**Your instructions:** Restate the data that follows exactly as it stands, beginning with the first line and ending with the line that contains "297L211 294L170 309L126".

**The input:**
■ ■ ■ ■ ■
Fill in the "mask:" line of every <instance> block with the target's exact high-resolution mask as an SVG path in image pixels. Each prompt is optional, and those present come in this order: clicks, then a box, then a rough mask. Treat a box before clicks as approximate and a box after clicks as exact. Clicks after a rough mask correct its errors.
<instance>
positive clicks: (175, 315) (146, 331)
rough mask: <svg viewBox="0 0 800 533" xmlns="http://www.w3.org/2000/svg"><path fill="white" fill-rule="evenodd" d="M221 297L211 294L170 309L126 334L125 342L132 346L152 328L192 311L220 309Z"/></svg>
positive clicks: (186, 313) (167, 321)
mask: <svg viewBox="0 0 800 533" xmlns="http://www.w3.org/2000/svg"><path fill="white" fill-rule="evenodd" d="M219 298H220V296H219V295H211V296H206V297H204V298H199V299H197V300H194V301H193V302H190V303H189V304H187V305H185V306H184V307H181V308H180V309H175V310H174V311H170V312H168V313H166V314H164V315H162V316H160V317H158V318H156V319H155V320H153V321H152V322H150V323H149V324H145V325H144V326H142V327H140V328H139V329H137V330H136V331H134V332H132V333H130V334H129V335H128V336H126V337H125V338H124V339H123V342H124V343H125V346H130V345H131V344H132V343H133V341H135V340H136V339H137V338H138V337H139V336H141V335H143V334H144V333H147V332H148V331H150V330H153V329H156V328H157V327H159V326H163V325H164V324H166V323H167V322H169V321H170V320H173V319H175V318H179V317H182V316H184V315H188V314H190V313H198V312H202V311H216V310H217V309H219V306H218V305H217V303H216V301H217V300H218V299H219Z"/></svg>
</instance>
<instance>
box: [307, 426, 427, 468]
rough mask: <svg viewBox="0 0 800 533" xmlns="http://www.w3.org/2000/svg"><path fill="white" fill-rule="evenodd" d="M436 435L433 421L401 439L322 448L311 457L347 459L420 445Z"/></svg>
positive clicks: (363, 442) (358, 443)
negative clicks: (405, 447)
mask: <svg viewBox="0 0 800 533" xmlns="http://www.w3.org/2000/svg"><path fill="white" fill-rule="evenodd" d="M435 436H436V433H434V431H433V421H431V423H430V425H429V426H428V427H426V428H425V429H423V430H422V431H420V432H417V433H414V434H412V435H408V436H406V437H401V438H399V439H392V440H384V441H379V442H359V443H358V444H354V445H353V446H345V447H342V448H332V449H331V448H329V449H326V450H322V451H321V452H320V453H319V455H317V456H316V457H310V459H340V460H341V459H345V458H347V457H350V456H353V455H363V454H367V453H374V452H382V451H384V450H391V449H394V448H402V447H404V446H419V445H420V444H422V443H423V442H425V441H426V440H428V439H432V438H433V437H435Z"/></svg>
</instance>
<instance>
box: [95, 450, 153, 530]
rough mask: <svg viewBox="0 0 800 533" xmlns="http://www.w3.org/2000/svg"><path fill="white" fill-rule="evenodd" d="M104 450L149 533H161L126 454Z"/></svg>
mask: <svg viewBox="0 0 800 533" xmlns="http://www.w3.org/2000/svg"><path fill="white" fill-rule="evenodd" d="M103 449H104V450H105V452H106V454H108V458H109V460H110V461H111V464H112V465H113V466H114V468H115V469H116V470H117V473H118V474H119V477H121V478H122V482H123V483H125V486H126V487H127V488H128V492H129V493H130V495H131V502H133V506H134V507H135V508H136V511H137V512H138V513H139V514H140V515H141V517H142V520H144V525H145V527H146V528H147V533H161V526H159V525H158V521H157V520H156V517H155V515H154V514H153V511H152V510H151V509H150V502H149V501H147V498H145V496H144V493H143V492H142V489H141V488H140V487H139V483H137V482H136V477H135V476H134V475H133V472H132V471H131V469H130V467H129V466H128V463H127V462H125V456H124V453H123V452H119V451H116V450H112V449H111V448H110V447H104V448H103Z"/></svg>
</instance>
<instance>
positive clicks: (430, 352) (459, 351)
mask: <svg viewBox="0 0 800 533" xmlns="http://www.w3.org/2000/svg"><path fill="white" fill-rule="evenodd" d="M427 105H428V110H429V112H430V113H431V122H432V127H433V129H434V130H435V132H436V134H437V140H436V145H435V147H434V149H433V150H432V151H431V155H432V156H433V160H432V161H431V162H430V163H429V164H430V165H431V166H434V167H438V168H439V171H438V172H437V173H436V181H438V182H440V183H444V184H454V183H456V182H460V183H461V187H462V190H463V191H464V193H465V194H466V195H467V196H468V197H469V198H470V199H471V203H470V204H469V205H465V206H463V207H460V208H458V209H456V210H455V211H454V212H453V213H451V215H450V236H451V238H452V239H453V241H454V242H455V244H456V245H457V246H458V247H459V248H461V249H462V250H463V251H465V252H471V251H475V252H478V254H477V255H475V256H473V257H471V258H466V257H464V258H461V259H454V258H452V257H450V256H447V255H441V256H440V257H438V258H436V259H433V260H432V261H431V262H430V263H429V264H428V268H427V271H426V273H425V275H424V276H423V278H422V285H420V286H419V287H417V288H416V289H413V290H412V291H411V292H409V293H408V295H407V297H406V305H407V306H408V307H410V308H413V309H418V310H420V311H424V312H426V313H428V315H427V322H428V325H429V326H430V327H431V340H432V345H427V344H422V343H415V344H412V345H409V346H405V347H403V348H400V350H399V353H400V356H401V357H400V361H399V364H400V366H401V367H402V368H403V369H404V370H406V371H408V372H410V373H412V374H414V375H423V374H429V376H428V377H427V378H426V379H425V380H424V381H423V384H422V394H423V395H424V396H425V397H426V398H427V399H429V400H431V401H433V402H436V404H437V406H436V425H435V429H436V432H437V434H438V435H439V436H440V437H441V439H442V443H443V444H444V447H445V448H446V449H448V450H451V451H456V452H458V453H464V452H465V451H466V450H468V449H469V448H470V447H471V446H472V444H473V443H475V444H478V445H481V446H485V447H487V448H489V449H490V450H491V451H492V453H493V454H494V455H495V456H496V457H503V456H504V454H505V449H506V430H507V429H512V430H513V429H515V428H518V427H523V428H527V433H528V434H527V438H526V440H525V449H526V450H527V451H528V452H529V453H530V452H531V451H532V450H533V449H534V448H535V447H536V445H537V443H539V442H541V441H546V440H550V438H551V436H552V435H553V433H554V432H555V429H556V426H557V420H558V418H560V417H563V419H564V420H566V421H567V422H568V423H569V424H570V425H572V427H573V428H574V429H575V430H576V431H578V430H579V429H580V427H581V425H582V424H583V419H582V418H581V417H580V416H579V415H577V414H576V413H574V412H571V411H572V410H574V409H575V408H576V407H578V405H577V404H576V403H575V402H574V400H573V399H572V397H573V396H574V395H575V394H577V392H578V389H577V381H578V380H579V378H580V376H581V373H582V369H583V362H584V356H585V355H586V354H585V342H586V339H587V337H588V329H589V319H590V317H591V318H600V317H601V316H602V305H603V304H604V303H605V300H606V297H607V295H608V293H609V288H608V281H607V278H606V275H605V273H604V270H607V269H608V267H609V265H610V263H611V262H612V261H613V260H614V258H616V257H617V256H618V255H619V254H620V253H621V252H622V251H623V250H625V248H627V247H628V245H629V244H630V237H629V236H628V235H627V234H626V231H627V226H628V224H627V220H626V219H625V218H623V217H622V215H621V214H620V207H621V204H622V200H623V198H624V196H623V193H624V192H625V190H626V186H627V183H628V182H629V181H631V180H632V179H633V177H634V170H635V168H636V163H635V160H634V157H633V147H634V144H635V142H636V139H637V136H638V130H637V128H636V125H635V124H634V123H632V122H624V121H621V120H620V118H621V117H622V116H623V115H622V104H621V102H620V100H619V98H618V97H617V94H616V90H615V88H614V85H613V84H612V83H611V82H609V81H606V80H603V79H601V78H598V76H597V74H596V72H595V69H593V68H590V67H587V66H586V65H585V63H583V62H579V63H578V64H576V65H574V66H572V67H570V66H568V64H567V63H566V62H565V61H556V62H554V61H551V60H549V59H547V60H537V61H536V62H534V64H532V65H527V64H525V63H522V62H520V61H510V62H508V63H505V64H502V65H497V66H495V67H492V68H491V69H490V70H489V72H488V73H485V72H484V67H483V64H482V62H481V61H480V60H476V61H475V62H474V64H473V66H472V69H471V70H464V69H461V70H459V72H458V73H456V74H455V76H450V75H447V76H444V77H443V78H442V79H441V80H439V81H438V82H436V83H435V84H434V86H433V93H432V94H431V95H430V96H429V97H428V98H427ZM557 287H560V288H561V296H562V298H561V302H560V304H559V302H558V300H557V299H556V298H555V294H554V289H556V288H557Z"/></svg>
■ ■ ■ ■ ■
**Response below:**
Fill in the "mask:" line of every <instance> block with the target's exact high-resolution mask as an SVG path in image pixels. Each prompt is optional, and those present come in this order: clicks, then a box, then a rough mask. Treat a box before clicks as approximate and a box after clicks as exact. Clicks after a rough mask correct its errors.
<instance>
positive clicks: (175, 315) (146, 331)
rough mask: <svg viewBox="0 0 800 533" xmlns="http://www.w3.org/2000/svg"><path fill="white" fill-rule="evenodd" d="M221 297L211 294L170 309L126 334L125 342L132 346L152 328L192 311L220 309Z"/></svg>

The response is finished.